### Excerpt to read

If you mean the page you get after you click "enter" on the home page,
it works for me. The middle of the page has a flash player. It takes a
few moments to pop up as a black box. The control panel for the player
may not be seen until you move the cursor onto the black player area.
You must start the player with this control panel. The panel then
disappears after a few seconds again. This is a flash option that
hides the control panel unless it is being used. If the page still
does not work for you, perhaps the flash version you have is not
recent enough. Then it is possible that the Linux OS is having
problems with the code used. The site is just being started up. They
ask for feedback, so if you still are having a problem, you might want
to contact them.

######
### Dataset entries

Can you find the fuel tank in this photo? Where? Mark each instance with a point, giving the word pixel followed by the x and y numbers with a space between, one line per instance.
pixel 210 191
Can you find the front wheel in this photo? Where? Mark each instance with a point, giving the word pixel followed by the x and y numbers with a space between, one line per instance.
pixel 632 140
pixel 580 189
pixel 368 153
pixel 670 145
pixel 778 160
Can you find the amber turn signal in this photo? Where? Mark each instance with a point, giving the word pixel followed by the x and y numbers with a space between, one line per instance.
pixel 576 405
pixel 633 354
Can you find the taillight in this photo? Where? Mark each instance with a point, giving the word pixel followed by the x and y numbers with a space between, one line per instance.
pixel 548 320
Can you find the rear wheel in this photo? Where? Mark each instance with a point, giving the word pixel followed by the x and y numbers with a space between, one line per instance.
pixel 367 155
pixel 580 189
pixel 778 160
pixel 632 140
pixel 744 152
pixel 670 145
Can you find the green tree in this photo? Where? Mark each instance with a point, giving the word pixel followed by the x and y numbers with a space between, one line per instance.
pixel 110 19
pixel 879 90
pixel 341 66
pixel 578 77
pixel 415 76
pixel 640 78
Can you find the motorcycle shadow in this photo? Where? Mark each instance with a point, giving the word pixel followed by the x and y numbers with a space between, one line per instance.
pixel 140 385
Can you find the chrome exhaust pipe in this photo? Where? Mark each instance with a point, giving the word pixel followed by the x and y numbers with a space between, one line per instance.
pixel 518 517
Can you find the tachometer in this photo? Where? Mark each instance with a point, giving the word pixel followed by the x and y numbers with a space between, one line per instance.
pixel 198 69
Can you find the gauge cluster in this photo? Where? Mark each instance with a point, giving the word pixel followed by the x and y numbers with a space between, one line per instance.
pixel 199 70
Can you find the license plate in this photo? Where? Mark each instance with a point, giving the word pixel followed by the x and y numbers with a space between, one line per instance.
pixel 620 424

######

Instructions:
1/ Summarize the text about the flash player in two sentences.
2/ Write what comes next in the text about the flash player, picking up after its final sentence.
The records play no part in this work.

Expected results:
1/ The page reached by clicking "enter" on the home page has a flash player in the middle that appears as a black box, and its control panel, which must be used to start the player, shows only when the cursor is moved onto the player area and hides again after a few seconds. If the page still fails, the flash version may not be recent enough or the Linux OS may be having problems with the code, and because the newly started site asks for feedback, contacting them is suggested.

2/
The preliminary site demo was written by a commercial web development
company, for free I think, that is mentioned somewhere on the site. At
present the code is written in xhtml 1.0 transitional, but is being
served as just text/html. I have no idea if they intend to set the
server to serve true xhtml as application/xhtml+xml in the future. And
of course their code for the flash object does not validate. They use
the common ActiveX object for it that contains an embed path for most
browsers, other than IE, that do not support ActiveX. This seems to
work and is often used. However modern valid code can be used by using
Microsoft conditional comments to route to an ActiveX path if IE and
route to an ordinary object path if not IE rather than the embed path
used. The embed tag is what causes errors at the W3C html validator,
because embed is not and never has been an official W3C tag. It is a
relic from the browser war era. There are other "warts". I don't know
who will write the final code used on the finished site. They
apparently were in a hurry to get something up for a demo.